*Yazılı Alıştırma a*. Lütfen aşağıdaki kayıtlarda "Every instance of the street" ifadesinin geçtiği satırdan kayıtların sonuna kadar, iki uç da dahil, satırları yeniden ölçekleyerek istekleriyle birlikte tekrar yaz: yanıtlardaki her koordinat değerini 1,65 ile çarp ve tam sayıya yuvarla (buçuklar yukarı). Yalnızca bu satırları ver.

*Kaynak Metin*.
____________________

Sosyal pil, bireyin sosyalleşmek için sahip olduğu veya ihtiyaç duyduğu enerji miktarını ifade eden bir metafordur. Bu miktar her insanda farklılık gösterebilir. Bazı kişilerin sosyal pili çok yüksek olduğu için genelde bu sosyal pil bitme durumunu yaşamazlar.
Sosyal pil miktarının bireyden bireyden değişmesindeki en büyük etken kişinin psikolojik altyapısıdır. Yani içedönük veya dışadönük olmasıdır. İçedönük bireylerin beyni dışardan gelen uyarılara karşı daha hızlı ve yoğun tepki verir. Bu da sosyal bir ortamda çok fazla uyarı aldıkları için hızlı bir enerji tükenmesine sebep olur.Enerjilerini tekrar toplamaları için yalnız kaldıkları, sessiz bir ortama ihtiyaç duyarlar. Dışadönük bireyler ise dıştan gelen uyarıcılara karşı daha az tepki verir. Uyarıcılara verilen tepkiler daha az olduğu için enerjisel olarak yorulmalarıda daha zor olur. Genellikle içedönük bireylerin tersine sosyal ortamlara katılarak enerjilerini yenilerler. Örneğin içedönük bir insanın iki saat boyunca oturduğu bir arkadaş ortamından sonra enerjisi iyice düşmüş olur ve başka bir ortama daha girmek istemez. Dışadönük bireyler ise o ortamdan çıktıktan sonra hala enerjik olabilir ve sonrasında başka bir ortama girmeye de istekli olabilirler.
Kısaca içedönük bireyler için sosyal etkileşim enerjilerini tüketir, yalnızlık onlar için rahatlatıcıdır, sosyal pilleri hızlı tükenir ve yenilenmek için sessiz, sakin ortamlara ihtiyaç duyarlar. Dışadönük bireyler ise sosyal etkileşim enerji kazandırır, yalnızlığı sıkıcı bulurlar, sosyal pilleri uzun sürelidir ve yenilemek için sosyal bir aktiviteye ihtiyaç duyarlar.
Sosyal Pil Neden Biter?

____________________

*Yazılı Alıştırma b*. Sosyal pil metninin "Sosyal pil, bireyin" ifadesinden "bitme durumunu yaşamazlar." ifadesine kadar olan kısmını hiç değiştirmeden aktar.

____________________

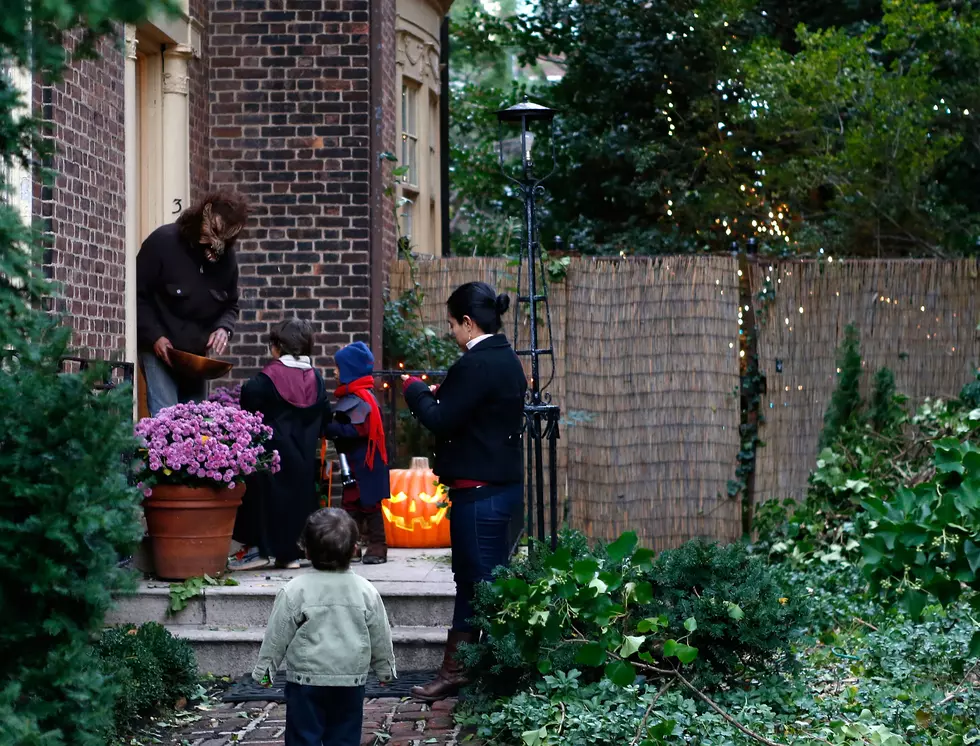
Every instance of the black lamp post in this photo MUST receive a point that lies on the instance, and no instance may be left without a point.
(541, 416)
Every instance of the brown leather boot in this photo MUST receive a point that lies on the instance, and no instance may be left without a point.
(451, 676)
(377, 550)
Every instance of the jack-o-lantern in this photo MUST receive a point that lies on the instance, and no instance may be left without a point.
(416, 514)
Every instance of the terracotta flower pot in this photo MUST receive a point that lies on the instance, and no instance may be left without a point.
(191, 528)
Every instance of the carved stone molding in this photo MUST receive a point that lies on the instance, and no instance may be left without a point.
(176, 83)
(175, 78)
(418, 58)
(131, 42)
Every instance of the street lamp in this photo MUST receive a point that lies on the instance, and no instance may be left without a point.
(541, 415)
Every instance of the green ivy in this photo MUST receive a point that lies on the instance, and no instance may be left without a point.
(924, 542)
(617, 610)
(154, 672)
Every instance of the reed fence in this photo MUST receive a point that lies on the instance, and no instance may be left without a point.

____________________

*Problemin Çözümü a*.
Every instance of the street lamp in this photo MUST receive a point that lies on the instance, and no instance may be left without a point.
(893, 685)
Every instance of the green ivy in this photo MUST receive a point that lies on the instance, and no instance may be left without a point.
(1525, 894)
(1018, 1007)
(254, 1109)
Every instance of the reed fence in this photo MUST receive a point that lies on the instance, and no instance may be left without a point.

*Problemin Çözümü b*.
Sosyal pil, bireyin sosyalleşmek için sahip olduğu veya ihtiyaç duyduğu enerji miktarını ifade eden bir metafordur. Bu miktar her insanda farklılık gösterebilir. Bazı kişilerin sosyal pili çok yüksek olduğu için genelde bu sosyal pil bitme durumunu yaşamazlar.